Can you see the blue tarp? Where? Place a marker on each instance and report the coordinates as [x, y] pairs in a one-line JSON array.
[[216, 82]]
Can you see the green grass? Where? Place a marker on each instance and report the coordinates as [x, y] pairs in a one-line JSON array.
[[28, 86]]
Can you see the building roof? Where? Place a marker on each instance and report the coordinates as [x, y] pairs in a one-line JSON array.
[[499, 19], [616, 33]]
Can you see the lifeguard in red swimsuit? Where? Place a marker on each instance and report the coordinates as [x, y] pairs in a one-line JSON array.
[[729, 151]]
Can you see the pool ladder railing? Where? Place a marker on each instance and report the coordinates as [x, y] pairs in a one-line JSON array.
################
• Work order:
Your reply must contain the line with "Can you see the building" and each later line of the material, word for word, and nothing else.

• Task solution:
Can you see the building roof? Where? Place a marker on each instance and report the coordinates as [x, y] pairs in a one-line JSON array.
[[499, 19], [616, 33]]
Can you see the lifeguard in red swimsuit? Where? Place a marker on each instance and report the coordinates as [x, y] pairs in a one-line JSON array.
[[729, 151]]
Can you see the pool ladder railing? Where? Place a marker on each instance and report the coordinates as [x, y] pairs in a one-line JSON array.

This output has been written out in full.